## [EXTRAIT DU DOCUMENT]
La présente proposition de loi a pour objectif d’assurer un meilleur accueil des gens du voyage. Mais elle prévoit essentiellement d’accroître les sanctions envers ces derniers sans proposer d’améliorer ni de revoir les obligations que doivent honorer les communes. À mes yeux, il y a là une contradiction intellectuelle et législative qui pose question.
Les solutions ne pourront être trouvées que dans un dialogue constructif et sincère entre les élus et les gens du voyage, en permettant la mise à disposition d’un terrain décent, ainsi que la scolarisation des enfants, sans discrimination.
La présente proposition de loi ne me semble pas de nature à favoriser un tel dialogue. Son adoption ne ferait qu’exacerber les difficultés en radicalisant les positions des uns et des autres.
À la lecture du texte, il apparaît en effet que les dispositions proposées vont trop loin et pourraient être ressenties comme une nouvelle stigmatisation par les gens du voyage. §Ce sera le cas ! Je regrette de devoir vous le dire. Ces mesures constituent une entrave grave à la liberté d’aller et venir et ne peuvent pas être perçues par les personnes concernées autrement que comme une remise en cause de leur mode de vie. C’est ce qui m’amène à émettre un avis défavorable sur le texte.
L’article 1er propose l’élaboration d’une stratégie de gestion des flux des gens du voyage qui porte en fait atteinte à leur liberté d’aller et venir en leur imposant de s’installer uniquement dans certains endroits. En ce sens, cette disposition posera une difficulté constitutionnelle. De plus, cela fait porter la responsabilité de l’accueil aux seuls territoires qui respectent la loi Besson ; rien n’est prévu pour la faire respecter par les autres. Cet article ne permet pas de répondre au problème fondamental du déficit d’espaces d’accueil pour les gens du voyage, qui alimente la saturation des équipements de manière structurelle et entretient les stationnements illicites.
L’article 2 propose de gérer les flux en installant un système de réservation préalable. Or un tel dispositif serait en réalité inopérant dans les territoires sans équipement et difficilement gérable dans les territoires équipés.
L’article 4 propose de comptabiliser dans la loi du 13 décembre 2000 relative à la solidarité et au renouvellement urbains, dite « loi SRU », les aires d’accueil des gens du voyage au titre du logement social. Je ne souhaite pas mettre en concurrence le logement social et les aires d’accueil alors que nous avons 2 millions de demandeurs de logements sociaux qui ne trouvent pas de réponse. La loi SRU est un outil qui doit être respecté pour la construction de logements.
L’article 5 supprime la procédure de substitution et de consignation des fonds, qui avait été créée par la loi du 27 janvier 2017 relative à l’égalité et à la citoyenneté. Cette procédure est un outil de négociation à la main des préfets pour que les communes respectent leurs obligations ; je ne vois pas pourquoi on la supprimerait.
L’article 7 propose de réintroduire un alinéa de l’article 9 de la loi Besson, en prenant en compte la décision du Conseil constitutionnel à la suite d’une question prioritaire de constitutionnalité en 2019. Cet article conforte une demande d’associations. Il avait reçu un avis favorable du Gouvernement lors de l’examen de la proposition de loi de MM. Carle et Hervé. Aussi, sur cet article précis, l’avis du Gouvernement sera favorable.
L’article 8 aggrave la répression des stationnements illicites. Comme je l’ai déjà indiqué, ce n’est, me semble-t-il, pas en augmentant des sanctions qui existent déjà que nous résoudrons le problème.
Enfin, l’article 9 présente un risque d’inconstitutionnalité au regard du principe d’inviolabilité du domicile, en proposant une saisie des véhicules, y compris à usage d’habitation, illégalement stationnés.
(Protestations sur les travées du groupe Les Républicains.) Il fait l’objet d’une opposition très forte de la part des personnes concernées. En défendant des positions radicales, il risque de rompre le dialogue pourtant constructif engagé avec l’ensemble des parties prenantes. Le « tout-sanction » est une impasse. Je souhaite que nous en revenions au respect de la loi Besson.

## [Entrées conservées d'une collection]
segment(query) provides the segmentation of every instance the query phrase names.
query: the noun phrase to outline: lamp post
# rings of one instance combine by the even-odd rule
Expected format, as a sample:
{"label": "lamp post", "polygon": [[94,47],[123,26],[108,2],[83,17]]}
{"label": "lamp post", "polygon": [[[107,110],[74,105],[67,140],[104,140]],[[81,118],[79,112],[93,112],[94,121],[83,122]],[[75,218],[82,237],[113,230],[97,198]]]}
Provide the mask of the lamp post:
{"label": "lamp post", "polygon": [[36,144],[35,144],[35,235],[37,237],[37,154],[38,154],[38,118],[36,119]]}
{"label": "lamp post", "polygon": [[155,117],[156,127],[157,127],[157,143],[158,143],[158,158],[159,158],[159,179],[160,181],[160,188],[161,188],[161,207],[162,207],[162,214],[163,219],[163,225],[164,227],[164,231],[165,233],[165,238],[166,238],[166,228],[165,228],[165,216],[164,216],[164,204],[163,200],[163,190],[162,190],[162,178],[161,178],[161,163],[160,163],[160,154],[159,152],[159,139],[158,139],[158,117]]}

## [CONSIGNES]
1/ Recopiez l'extrait sur l'accueil des gens du voyage, en commençant par « L’article 7 propose » et en terminant par « d’habitation, illégalement stationnés. ».
2/ Redonnez l'ensemble des enregistrements en remplaçant « Expected format » par « Output format », sans rien modifier d'autre.
L'extrait et les enregistrements constituent deux sources distinctes, sans lien entre elles.

## [RÉPONSES COMPLÈTES]
1/
L’article 7 propose de réintroduire un alinéa de l’article 9 de la loi Besson, en prenant en compte la décision du Conseil constitutionnel à la suite d’une question prioritaire de constitutionnalité en 2019. Cet article conforte une demande d’associations. Il avait reçu un avis favorable du Gouvernement lors de l’examen de la proposition de loi de MM. Carle et Hervé. Aussi, sur cet article précis, l’avis du Gouvernement sera favorable.
L’article 8 aggrave la répression des stationnements illicites. Comme je l’ai déjà indiqué, ce n’est, me semble-t-il, pas en augmentant des sanctions qui existent déjà que nous résoudrons le problème.
Enfin, l’article 9 présente un risque d’inconstitutionnalité au regard du principe d’inviolabilité du domicile, en proposant une saisie des véhicules, y compris à usage d’habitation, illégalement stationnés.

2/
segment(query) provides the segmentation of every instance the query phrase names.
query: the noun phrase to outline: lamp post
# rings of one instance combine by the even-odd rule
Output format, as a sample:
{"label": "lamp post", "polygon": [[94,47],[123,26],[108,2],[83,17]]}
{"label": "lamp post", "polygon": [[[107,110],[74,105],[67,140],[104,140]],[[81,118],[79,112],[93,112],[94,121],[83,122]],[[75,218],[82,237],[113,230],[97,198]]]}
Provide the mask of the lamp post:
{"label": "lamp post", "polygon": [[36,144],[35,144],[35,235],[37,237],[37,154],[38,154],[38,118],[36,119]]}
{"label": "lamp post", "polygon": [[155,117],[156,127],[157,127],[157,143],[158,143],[158,158],[159,158],[159,179],[160,181],[160,188],[161,188],[161,207],[162,207],[162,214],[163,219],[163,225],[164,227],[164,231],[165,233],[165,238],[166,238],[166,228],[165,228],[165,216],[164,216],[164,204],[163,200],[163,190],[162,190],[162,178],[161,178],[161,163],[160,163],[160,154],[159,152],[159,139],[158,139],[158,117]]}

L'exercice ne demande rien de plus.